### Activity
Print every record exactly.

[Exercise inputs — start]

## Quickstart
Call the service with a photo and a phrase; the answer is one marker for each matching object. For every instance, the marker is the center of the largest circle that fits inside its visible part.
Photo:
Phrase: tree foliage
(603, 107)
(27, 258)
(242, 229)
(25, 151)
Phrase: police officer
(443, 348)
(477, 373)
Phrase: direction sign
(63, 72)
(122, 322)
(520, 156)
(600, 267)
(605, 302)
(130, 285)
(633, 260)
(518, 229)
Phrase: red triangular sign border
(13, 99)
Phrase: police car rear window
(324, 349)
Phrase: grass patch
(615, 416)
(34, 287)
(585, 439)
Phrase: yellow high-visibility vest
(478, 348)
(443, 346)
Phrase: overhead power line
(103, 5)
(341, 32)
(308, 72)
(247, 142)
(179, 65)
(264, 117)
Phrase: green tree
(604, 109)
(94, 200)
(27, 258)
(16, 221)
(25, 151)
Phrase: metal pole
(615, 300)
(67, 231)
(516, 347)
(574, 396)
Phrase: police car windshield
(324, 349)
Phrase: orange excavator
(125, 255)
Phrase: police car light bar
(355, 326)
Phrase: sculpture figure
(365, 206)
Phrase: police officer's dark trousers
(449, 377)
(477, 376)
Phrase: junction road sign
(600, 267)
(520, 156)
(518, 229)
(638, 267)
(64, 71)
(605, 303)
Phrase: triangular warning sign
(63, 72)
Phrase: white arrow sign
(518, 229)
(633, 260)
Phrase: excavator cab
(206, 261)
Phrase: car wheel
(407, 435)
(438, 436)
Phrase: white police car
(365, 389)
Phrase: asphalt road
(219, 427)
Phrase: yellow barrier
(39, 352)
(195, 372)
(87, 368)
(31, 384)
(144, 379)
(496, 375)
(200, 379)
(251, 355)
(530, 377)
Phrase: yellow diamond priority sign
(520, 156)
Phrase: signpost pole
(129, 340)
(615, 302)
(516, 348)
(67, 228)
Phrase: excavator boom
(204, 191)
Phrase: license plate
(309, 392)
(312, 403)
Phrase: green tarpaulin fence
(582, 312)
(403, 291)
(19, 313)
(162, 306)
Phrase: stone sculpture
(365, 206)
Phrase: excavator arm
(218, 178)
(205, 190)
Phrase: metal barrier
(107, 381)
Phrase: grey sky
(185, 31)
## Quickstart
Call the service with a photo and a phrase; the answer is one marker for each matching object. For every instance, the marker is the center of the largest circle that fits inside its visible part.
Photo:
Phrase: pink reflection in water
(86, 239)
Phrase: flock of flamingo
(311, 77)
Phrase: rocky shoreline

[Exercise inputs — finish]

### Solution to the problem
## Quickstart
Call the service with a photo and a phrase; the answer is one marker for each matching object. For every instance, the marker is the center of the largest circle that fits inside its visible part.
Photo:
Phrase: tree foliage
(603, 107)
(27, 258)
(242, 229)
(25, 151)
Phrase: police officer
(443, 348)
(477, 373)
Phrase: direction sign
(63, 72)
(122, 322)
(520, 156)
(600, 267)
(605, 302)
(130, 285)
(633, 260)
(518, 229)
Phrase: red triangular sign border
(13, 99)
Phrase: police car rear window
(324, 349)
Phrase: grass patch
(615, 416)
(34, 287)
(585, 439)
Phrase: yellow high-visibility vest
(478, 348)
(443, 346)
Phrase: overhead power line
(103, 5)
(341, 32)
(308, 72)
(247, 142)
(179, 65)
(264, 117)
Phrase: green tree
(604, 109)
(94, 200)
(27, 258)
(16, 221)
(25, 151)
Phrase: metal pole
(615, 300)
(67, 231)
(516, 347)
(574, 396)
Phrase: police car windshield
(324, 349)
Phrase: orange excavator
(125, 255)
Phrase: police car light bar
(355, 326)
Phrase: sculpture figure
(365, 206)
Phrase: police officer's dark trousers
(449, 377)
(477, 376)
Phrase: junction road sign
(600, 267)
(520, 156)
(518, 229)
(638, 267)
(64, 71)
(605, 303)
Phrase: triangular warning sign
(63, 72)
Phrase: white arrow sign
(518, 229)
(633, 260)
Phrase: excavator cab
(206, 261)
Phrase: car wheel
(407, 435)
(438, 436)
Phrase: white police car
(365, 389)
Phrase: asphalt road
(219, 427)
Phrase: yellow barrier
(39, 352)
(195, 372)
(87, 368)
(31, 384)
(144, 379)
(496, 375)
(200, 379)
(251, 355)
(530, 377)
Phrase: yellow diamond priority sign
(520, 156)
Phrase: signpost pole
(129, 340)
(615, 302)
(516, 348)
(67, 228)
Phrase: excavator boom
(204, 191)
Phrase: license plate
(309, 392)
(312, 403)
Phrase: green tarpaulin fence
(582, 312)
(403, 291)
(19, 313)
(162, 306)
Phrase: stone sculpture
(365, 206)
Phrase: excavator arm
(218, 178)
(205, 190)
Phrase: metal barrier
(107, 381)
Phrase: grey sky
(185, 31)
## Quickstart
Call the service with a photo and a phrase; the answer is one marker for each matching object. For every instance, the marker is the center of the largest circle that fits inside its visible part.
Photo:
Phrase: pink reflection in water
(86, 239)
Phrase: flock of flamingo
(311, 77)
Phrase: rocky shoreline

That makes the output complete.